> **What you should do**:
Give the material as a numbered list, starting at the line containing "Where in the photo above can the football" and running through the last line, leaving out any blank lines.
━━━━━━━━━━━━━━━━━━━━
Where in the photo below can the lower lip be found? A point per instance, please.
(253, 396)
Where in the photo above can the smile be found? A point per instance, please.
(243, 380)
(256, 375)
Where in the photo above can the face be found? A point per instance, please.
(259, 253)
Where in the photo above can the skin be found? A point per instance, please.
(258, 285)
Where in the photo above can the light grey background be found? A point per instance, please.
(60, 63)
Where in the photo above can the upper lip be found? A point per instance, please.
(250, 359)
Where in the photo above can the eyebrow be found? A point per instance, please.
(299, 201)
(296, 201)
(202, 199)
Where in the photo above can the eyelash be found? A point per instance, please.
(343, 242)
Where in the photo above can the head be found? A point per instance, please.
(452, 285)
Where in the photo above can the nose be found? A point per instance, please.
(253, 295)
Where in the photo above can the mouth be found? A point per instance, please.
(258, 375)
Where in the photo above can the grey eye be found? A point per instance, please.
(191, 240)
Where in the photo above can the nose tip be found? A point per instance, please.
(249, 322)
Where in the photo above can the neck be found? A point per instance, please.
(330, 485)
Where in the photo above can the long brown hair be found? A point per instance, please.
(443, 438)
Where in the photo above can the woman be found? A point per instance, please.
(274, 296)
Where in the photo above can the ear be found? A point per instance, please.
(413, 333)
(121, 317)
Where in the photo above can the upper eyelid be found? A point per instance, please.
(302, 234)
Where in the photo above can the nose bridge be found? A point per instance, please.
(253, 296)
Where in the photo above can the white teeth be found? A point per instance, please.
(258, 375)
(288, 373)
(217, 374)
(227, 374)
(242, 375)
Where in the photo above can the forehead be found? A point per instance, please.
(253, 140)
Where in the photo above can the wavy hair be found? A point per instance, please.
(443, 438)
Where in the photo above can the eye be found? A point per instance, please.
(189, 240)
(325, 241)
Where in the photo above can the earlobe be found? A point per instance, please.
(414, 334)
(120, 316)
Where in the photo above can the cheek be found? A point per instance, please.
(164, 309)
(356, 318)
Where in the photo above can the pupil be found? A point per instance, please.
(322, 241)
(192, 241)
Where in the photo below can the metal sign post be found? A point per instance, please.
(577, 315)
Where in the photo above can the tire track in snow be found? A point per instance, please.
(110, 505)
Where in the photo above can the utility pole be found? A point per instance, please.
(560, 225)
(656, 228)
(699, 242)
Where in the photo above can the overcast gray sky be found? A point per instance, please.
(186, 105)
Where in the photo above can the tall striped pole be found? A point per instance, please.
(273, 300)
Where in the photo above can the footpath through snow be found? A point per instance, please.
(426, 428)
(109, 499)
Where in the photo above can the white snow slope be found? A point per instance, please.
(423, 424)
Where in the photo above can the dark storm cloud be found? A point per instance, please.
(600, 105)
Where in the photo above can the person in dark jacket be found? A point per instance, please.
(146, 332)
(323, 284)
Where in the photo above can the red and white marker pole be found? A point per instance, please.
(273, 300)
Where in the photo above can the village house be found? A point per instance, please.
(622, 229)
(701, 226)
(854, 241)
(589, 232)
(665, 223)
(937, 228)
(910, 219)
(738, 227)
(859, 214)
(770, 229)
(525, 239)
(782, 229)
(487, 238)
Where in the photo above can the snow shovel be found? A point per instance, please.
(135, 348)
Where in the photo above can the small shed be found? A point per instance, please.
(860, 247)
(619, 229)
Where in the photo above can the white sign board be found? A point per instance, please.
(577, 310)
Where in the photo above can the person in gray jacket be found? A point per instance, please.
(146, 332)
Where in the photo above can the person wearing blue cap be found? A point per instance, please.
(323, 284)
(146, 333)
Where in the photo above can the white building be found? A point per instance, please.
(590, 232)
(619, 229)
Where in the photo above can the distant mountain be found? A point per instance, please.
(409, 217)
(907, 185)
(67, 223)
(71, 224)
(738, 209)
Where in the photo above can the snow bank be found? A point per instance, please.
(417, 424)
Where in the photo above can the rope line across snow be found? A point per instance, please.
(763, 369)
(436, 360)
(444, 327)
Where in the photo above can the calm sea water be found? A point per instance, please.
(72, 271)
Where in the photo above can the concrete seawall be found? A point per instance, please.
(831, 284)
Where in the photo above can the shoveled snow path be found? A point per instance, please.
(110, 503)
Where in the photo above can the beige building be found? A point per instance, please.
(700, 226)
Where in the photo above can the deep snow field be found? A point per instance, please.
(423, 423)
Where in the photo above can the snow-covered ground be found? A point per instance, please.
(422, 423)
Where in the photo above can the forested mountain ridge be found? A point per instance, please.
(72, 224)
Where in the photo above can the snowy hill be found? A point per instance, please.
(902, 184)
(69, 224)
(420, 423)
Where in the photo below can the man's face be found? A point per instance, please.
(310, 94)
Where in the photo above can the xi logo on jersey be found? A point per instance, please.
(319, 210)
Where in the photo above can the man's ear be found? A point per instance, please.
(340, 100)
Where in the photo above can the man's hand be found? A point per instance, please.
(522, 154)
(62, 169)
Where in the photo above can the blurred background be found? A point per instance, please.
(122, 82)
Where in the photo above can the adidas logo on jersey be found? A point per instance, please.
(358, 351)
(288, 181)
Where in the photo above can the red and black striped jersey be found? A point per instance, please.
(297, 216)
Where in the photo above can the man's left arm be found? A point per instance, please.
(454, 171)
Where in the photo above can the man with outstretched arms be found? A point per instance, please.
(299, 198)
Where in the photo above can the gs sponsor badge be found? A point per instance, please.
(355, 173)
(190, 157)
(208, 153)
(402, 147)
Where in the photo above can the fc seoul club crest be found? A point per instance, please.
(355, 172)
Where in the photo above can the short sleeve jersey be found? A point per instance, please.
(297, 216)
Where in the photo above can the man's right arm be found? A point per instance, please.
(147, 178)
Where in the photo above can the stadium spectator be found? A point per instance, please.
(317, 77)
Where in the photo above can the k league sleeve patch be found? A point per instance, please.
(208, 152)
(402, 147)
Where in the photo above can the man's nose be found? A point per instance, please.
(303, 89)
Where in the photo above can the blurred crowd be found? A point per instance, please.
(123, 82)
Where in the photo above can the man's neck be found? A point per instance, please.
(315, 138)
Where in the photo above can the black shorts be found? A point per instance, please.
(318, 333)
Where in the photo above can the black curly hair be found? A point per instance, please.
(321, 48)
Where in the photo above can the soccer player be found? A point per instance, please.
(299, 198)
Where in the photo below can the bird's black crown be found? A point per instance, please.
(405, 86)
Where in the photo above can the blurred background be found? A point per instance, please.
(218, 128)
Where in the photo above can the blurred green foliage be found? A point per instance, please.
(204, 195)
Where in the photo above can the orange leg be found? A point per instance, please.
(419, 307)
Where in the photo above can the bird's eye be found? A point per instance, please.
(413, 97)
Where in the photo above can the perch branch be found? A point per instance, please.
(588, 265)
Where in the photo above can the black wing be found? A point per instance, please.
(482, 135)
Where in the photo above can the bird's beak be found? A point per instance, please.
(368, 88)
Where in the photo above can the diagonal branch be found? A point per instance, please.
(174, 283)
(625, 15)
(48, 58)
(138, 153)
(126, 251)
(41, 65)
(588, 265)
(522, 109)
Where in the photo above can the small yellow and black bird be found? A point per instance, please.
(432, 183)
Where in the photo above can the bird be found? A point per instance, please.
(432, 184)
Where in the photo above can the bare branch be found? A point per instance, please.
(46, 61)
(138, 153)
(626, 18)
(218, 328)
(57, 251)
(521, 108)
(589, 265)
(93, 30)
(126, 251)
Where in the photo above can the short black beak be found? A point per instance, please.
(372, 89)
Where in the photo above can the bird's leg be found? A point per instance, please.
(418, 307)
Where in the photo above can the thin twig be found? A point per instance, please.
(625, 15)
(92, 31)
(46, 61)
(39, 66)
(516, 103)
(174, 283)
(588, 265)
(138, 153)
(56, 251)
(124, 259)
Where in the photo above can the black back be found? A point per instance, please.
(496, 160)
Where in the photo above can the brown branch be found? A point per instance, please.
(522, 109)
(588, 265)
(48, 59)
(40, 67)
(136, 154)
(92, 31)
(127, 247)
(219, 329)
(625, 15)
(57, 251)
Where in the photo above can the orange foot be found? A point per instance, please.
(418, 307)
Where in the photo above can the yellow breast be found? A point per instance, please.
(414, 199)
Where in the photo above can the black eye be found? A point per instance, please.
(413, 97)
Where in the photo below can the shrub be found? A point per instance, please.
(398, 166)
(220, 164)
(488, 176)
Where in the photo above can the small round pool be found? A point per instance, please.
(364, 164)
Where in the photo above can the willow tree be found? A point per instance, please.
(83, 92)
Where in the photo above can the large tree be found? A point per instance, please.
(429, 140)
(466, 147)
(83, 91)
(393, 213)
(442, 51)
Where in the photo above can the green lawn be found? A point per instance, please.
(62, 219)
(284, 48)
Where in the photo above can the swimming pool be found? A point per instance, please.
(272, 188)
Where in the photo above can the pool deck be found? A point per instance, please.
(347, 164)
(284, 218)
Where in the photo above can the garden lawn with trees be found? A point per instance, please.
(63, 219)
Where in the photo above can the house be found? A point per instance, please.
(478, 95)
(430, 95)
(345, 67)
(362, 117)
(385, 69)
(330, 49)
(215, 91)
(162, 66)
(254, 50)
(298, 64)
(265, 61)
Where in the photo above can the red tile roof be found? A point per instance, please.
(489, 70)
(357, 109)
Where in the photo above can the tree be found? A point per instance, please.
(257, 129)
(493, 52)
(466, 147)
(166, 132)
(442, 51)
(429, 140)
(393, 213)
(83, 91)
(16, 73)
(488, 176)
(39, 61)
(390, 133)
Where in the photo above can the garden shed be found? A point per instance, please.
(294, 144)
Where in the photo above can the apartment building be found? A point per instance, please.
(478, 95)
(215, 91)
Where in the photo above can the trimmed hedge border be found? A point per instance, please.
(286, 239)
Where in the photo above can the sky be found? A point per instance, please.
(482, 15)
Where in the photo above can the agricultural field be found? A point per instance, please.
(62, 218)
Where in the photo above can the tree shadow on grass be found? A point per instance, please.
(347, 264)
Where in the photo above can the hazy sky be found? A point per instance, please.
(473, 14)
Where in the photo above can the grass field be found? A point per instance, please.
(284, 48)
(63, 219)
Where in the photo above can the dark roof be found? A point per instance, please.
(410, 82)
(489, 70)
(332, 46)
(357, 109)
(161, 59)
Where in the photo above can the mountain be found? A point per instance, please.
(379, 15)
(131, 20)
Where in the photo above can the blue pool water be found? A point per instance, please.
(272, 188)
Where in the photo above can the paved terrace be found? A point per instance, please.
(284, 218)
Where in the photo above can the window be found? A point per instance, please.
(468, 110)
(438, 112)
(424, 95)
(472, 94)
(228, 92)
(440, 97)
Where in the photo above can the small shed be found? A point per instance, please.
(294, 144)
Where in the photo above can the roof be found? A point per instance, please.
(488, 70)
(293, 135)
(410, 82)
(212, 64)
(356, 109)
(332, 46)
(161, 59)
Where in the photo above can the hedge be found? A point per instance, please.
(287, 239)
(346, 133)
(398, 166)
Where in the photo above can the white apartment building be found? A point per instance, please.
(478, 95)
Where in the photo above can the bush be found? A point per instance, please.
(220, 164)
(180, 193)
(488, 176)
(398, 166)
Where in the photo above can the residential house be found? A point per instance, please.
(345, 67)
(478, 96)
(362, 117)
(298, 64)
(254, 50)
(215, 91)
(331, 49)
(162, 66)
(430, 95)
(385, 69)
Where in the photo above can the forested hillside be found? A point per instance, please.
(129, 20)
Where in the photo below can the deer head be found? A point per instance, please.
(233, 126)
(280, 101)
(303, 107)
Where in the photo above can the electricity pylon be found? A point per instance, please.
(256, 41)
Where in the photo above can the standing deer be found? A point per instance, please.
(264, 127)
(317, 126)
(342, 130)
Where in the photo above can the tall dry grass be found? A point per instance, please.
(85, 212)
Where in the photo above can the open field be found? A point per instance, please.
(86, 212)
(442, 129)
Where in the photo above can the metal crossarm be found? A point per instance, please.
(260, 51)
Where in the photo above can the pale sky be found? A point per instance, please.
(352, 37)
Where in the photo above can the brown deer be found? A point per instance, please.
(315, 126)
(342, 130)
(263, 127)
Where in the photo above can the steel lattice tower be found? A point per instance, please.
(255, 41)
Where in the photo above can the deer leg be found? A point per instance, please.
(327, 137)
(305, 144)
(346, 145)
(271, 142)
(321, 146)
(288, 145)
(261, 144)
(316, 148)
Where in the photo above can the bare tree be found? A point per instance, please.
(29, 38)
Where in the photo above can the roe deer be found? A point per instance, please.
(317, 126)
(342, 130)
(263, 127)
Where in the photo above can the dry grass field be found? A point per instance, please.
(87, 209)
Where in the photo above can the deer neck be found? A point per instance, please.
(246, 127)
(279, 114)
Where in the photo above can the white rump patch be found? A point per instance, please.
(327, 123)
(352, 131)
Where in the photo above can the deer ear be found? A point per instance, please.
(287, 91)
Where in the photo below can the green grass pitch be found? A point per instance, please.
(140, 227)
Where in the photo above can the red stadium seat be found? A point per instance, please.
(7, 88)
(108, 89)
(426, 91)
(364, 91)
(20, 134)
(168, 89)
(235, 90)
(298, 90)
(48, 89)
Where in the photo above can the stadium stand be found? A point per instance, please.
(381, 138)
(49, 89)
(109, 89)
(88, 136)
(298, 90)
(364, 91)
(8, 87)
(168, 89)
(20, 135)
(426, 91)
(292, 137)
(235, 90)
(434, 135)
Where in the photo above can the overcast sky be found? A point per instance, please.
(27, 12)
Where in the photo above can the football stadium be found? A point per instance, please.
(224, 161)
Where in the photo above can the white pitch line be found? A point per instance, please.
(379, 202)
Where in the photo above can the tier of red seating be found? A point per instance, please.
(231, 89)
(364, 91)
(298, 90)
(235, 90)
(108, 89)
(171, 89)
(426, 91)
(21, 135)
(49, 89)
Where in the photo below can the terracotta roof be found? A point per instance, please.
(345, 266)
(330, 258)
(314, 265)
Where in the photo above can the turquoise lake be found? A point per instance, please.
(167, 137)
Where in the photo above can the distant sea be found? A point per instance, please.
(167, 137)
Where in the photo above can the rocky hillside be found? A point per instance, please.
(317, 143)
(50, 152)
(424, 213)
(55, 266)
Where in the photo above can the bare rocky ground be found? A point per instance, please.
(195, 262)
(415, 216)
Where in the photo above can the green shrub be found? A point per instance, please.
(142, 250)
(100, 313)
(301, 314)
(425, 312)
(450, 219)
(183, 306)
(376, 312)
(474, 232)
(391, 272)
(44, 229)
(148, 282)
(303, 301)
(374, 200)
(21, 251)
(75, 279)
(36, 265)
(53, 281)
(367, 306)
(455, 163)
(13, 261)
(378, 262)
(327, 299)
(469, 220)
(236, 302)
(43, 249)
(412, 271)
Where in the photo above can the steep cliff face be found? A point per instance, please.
━━━━━━━━━━━━━━━━━━━━
> **Result**:
1. Where in the photo above can the football stadium be found? A point per instance, please.
2. (224, 161)
3. Where in the photo above can the white pitch line be found? A point per instance, please.
4. (379, 202)
5. Where in the photo above can the tier of red seating be found? A point per instance, please.
6. (231, 89)
7. (364, 91)
8. (298, 90)
9. (235, 90)
10. (108, 89)
11. (171, 89)
12. (426, 91)
13. (21, 135)
14. (49, 89)
15. Where in the photo below can the terracotta roof be found? A point per instance, please.
16. (345, 266)
17. (330, 258)
18. (314, 265)
19. Where in the photo above can the turquoise lake be found? A point per instance, please.
20. (167, 137)
21. Where in the photo above can the distant sea be found? A point per instance, please.
22. (167, 137)
23. Where in the photo above can the rocky hillside be found? A point per instance, please.
24. (317, 143)
25. (50, 152)
26. (424, 213)
27. (55, 266)
28. Where in the photo above can the bare rocky ground be found? A point per instance, please.
29. (195, 262)
30. (415, 216)
31. Where in the photo above can the green shrub be found? A point per instance, please.
32. (142, 250)
33. (100, 313)
34. (301, 314)
35. (425, 312)
36. (450, 219)
37. (183, 306)
38. (376, 312)
39. (474, 232)
40. (391, 272)
41. (44, 229)
42. (148, 282)
43. (303, 301)
44. (374, 200)
45. (21, 251)
46. (75, 279)
47. (36, 265)
48. (53, 281)
49. (367, 306)
50. (455, 163)
51. (13, 261)
52. (378, 262)
53. (327, 299)
54. (469, 220)
55. (236, 302)
56. (43, 249)
57. (412, 271)
58. Where in the photo above can the steep cliff face be found? A point per instance, please.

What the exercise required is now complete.